*Text*:
Applications Performance:
Release 4.1 of NWChem

M.F. Guest, STFC Daresbury Laboratory

In a previous report we have described the functionality within the NWChem package [1]. Release 4.1 of the code continues to extend the implementation of many of the standard electronic structure methods currently used to compute the properties of molecules and periodic solids. In addition, NWChem has the ability to perform classical molecular dynamics and free energy simulations with the forces for these simulations being obtainable from a variety of sources, including ab initio calculations. Examples of the capabilities of NWChem include:

  • Direct, semi-direct, and conventional Hartree-Fock (RHF, UHF, ROHF) calculations using up to 10,000 Gaussian basis functions; analytic first and second derivatives of the HF energy.

  • Direct, semi-direct, and conventional density functional theory (DFT) calculations with a wide variety of local and non-local exchange-correlation potentials, using up to 10,000 basis functions; analytic first and second derivatives of the DFT energy.

  • Complete active space self-consistent-field (CASSCF) calculations; analytic first and numerical second derivatives of the CASSCF energy.

*Complete the following*:
1. Answer these questions about the NWChem report:
(a) Which release of NWChem does the report cover?
(b) At which laboratory is M.F. Guest based?
(c) Up to how many Gaussian basis functions can the Hartree-Fock calculations use?
2. Please rewrite the part of the NWChem report that begins at the words "In a previous" and stops after "the HF energy.", putting "computations" in place of "simulations".

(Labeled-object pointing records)

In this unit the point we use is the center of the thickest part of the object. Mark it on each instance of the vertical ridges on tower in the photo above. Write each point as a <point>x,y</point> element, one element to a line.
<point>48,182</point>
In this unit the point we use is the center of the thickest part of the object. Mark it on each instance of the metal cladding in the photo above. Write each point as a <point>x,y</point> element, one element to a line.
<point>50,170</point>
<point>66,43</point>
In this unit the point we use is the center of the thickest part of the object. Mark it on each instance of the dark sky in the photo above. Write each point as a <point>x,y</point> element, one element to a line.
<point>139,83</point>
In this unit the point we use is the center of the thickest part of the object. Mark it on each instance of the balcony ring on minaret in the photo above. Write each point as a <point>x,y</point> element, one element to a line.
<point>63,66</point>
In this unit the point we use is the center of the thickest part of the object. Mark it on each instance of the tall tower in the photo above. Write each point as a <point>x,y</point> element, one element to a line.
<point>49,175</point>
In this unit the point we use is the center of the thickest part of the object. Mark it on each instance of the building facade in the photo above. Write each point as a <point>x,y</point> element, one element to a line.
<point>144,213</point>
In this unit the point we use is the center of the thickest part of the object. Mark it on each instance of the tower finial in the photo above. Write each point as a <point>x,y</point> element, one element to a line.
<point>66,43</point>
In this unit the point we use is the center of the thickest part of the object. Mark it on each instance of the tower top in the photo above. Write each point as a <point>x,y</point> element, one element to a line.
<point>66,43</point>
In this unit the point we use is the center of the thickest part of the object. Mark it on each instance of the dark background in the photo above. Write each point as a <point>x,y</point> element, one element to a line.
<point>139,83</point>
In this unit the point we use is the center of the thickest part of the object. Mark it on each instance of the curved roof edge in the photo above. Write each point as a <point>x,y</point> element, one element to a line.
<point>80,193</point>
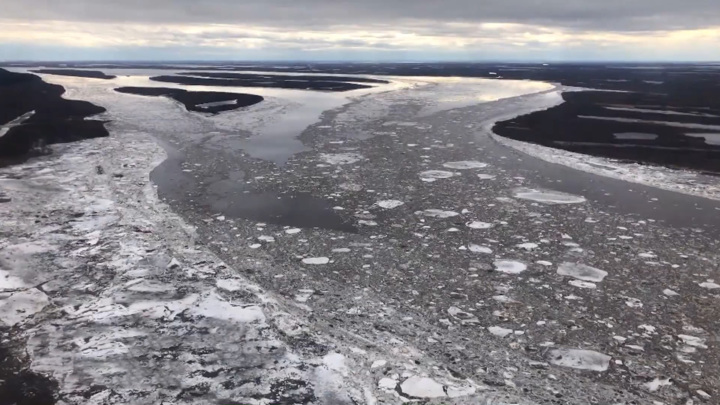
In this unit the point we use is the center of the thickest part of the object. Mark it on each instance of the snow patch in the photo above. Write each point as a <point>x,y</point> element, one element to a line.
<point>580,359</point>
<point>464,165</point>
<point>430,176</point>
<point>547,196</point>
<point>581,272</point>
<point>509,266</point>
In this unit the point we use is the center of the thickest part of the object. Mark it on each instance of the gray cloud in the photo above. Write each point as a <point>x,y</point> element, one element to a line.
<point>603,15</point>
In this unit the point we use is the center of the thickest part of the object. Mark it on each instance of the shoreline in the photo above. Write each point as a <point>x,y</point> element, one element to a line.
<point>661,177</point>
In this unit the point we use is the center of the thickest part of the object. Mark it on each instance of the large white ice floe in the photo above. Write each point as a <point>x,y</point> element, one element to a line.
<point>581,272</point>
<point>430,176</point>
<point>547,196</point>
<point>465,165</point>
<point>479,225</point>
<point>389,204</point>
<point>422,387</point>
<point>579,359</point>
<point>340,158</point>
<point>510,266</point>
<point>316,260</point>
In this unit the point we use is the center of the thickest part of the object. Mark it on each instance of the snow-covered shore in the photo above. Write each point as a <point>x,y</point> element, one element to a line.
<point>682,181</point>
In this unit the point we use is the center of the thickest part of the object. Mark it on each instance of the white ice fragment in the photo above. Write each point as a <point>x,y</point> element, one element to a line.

*Responses in order*:
1.
(a) Release 4.1
(b) STFC Daresbury Laboratory
(c) 10,000

2.
In a previous report we have described the functionality within the NWChem package [1]. Release 4.1 of the code continues to extend the implementation of many of the standard electronic structure methods currently used to compute the properties of molecules and periodic solids. In addition, NWChem has the ability to perform classical molecular dynamics and free energy computations with the forces for these computations being obtainable from a variety of sources, including ab initio calculations. Examples of the capabilities of NWChem include:

  • Direct, semi-direct, and conventional Hartree-Fock (RHF, UHF, ROHF) calculations using up to 10,000 Gaussian basis functions; analytic first and second derivatives of the HF energy.